**WHAT TO WORK ON**
Quote the lines from the line holding "Please complete this annotation. The target class is conch" to the very end of the listing, exactly, and no others.
>> Begin
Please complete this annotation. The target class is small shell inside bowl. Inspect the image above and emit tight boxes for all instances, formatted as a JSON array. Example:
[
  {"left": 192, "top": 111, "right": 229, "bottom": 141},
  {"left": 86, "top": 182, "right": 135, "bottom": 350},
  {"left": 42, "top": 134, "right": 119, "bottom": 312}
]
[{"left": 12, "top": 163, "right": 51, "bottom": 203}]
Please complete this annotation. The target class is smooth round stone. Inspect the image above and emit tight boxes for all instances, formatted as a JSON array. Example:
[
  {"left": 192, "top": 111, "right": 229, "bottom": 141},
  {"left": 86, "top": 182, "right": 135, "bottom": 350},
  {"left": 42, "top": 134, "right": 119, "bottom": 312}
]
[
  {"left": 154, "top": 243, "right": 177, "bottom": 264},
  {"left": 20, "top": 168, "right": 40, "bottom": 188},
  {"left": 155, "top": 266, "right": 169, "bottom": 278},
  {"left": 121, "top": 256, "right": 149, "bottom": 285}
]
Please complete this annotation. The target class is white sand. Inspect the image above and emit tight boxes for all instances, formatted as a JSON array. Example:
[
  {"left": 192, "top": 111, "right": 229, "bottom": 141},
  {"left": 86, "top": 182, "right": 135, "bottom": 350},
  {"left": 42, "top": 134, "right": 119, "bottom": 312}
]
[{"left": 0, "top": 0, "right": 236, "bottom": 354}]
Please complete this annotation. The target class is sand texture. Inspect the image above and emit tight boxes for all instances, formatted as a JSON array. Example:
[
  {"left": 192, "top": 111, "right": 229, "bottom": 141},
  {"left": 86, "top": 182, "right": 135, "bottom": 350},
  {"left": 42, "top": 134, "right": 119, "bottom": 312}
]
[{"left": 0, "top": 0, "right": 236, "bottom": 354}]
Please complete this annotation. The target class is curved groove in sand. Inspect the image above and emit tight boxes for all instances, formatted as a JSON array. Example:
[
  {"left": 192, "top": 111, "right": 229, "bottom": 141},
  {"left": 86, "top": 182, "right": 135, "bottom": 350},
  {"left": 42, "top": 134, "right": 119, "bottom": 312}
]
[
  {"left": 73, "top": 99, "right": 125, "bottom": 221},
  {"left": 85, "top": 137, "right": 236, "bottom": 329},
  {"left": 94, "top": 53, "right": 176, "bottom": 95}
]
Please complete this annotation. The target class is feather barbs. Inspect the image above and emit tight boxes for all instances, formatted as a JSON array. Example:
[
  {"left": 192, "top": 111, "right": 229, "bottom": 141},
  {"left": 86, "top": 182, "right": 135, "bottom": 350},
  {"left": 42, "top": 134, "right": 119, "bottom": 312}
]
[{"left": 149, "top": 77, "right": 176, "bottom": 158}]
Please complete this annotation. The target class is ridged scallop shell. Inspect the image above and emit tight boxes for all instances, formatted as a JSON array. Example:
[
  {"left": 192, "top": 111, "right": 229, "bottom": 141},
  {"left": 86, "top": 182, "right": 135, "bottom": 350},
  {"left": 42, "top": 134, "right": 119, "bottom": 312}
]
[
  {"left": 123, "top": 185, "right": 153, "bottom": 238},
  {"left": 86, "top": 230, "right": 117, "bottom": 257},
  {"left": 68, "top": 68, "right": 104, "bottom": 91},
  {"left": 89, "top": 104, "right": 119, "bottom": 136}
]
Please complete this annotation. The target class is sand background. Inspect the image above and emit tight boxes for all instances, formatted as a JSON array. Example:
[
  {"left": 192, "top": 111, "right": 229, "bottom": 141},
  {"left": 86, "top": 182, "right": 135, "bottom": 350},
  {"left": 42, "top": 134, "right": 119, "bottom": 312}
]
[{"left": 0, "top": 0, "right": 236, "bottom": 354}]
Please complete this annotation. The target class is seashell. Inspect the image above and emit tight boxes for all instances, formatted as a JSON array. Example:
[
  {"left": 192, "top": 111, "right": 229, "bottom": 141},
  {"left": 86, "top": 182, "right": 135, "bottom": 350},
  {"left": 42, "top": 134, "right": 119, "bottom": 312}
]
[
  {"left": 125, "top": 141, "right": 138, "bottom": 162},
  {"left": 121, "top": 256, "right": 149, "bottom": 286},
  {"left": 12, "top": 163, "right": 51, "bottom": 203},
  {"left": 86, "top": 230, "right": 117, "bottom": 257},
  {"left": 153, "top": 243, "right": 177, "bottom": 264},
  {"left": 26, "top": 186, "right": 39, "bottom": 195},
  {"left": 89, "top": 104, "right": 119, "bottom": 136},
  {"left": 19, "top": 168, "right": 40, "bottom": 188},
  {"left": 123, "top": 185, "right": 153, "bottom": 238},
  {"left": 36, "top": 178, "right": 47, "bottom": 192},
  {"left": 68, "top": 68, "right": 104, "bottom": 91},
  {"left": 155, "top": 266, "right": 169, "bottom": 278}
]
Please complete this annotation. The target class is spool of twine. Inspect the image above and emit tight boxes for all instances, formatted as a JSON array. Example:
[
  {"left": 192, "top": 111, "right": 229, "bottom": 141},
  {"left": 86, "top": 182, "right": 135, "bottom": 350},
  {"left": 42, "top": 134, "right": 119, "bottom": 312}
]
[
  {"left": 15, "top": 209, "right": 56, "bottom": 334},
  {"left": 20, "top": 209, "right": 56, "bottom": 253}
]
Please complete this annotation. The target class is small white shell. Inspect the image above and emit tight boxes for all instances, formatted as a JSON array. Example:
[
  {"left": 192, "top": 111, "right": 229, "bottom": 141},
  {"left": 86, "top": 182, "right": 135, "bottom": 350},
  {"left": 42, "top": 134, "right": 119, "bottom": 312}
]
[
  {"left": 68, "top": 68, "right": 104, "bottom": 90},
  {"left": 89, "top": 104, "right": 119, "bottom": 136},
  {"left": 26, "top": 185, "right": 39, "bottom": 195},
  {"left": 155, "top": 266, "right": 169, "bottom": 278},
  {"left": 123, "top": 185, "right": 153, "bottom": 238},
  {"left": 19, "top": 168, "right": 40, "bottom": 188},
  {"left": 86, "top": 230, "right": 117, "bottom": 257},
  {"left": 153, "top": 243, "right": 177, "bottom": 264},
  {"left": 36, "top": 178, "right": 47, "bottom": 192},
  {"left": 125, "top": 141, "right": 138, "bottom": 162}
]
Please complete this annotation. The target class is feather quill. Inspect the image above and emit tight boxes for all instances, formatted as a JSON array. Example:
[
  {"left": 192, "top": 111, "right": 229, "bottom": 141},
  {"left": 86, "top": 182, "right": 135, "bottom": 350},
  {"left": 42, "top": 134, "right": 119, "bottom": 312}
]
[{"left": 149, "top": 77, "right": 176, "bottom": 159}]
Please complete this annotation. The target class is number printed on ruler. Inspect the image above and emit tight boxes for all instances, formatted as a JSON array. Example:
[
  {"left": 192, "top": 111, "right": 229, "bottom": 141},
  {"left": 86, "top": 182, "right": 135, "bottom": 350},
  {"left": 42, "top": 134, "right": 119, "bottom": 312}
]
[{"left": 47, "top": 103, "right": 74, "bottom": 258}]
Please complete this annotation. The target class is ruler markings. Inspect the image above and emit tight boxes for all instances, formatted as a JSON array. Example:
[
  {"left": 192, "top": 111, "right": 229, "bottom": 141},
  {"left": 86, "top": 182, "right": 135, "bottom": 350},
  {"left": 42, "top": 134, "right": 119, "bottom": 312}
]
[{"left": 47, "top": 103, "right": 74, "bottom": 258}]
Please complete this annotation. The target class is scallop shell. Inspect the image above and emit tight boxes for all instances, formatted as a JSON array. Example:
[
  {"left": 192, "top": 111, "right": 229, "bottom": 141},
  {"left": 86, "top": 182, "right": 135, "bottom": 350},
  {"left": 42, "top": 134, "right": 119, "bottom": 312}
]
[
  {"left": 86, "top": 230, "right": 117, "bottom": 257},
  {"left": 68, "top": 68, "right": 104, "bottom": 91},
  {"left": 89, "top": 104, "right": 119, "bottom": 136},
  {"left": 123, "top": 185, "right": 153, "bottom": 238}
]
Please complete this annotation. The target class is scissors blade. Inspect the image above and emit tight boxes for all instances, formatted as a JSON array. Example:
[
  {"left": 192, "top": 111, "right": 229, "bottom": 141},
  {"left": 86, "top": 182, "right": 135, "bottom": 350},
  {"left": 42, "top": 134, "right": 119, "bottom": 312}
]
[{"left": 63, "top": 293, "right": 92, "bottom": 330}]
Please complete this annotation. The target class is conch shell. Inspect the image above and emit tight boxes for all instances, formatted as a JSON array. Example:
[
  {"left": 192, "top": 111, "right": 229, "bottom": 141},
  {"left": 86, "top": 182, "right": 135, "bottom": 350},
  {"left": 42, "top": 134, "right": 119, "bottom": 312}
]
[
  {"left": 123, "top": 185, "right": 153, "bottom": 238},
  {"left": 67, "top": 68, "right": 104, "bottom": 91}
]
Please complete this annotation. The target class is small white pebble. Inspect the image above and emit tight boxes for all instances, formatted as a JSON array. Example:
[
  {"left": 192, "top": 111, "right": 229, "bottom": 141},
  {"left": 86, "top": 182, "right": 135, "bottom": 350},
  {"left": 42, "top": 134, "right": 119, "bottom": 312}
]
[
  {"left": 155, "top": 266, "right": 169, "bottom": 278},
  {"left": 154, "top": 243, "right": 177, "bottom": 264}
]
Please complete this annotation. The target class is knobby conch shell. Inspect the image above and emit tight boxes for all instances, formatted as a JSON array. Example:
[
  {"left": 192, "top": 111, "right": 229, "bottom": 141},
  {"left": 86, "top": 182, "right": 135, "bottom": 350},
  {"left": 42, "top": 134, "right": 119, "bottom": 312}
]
>> End
**THE COMPLETED TASK**
Please complete this annotation. The target class is conch shell. Inspect the image above and emit tight boxes for all instances, formatted as a JSON array. Example:
[
  {"left": 192, "top": 111, "right": 229, "bottom": 141},
  {"left": 86, "top": 182, "right": 135, "bottom": 350},
  {"left": 42, "top": 134, "right": 119, "bottom": 312}
]
[
  {"left": 123, "top": 185, "right": 153, "bottom": 238},
  {"left": 67, "top": 68, "right": 104, "bottom": 91}
]
Please complete this annotation. The target class is small white pebble. Inspect the image above and emit tight boxes for all instances, formatted as a JSON array. Example:
[
  {"left": 192, "top": 111, "right": 229, "bottom": 141},
  {"left": 86, "top": 182, "right": 135, "bottom": 350},
  {"left": 42, "top": 134, "right": 119, "bottom": 312}
]
[
  {"left": 155, "top": 266, "right": 169, "bottom": 278},
  {"left": 154, "top": 243, "right": 177, "bottom": 264}
]
Please complete this annotation. The target class is knobby conch shell. Inspect the image above and emit tight boxes for all instances, formatted as a JSON array. Example:
[
  {"left": 192, "top": 111, "right": 229, "bottom": 141},
  {"left": 86, "top": 182, "right": 135, "bottom": 350},
  {"left": 42, "top": 134, "right": 119, "bottom": 312}
]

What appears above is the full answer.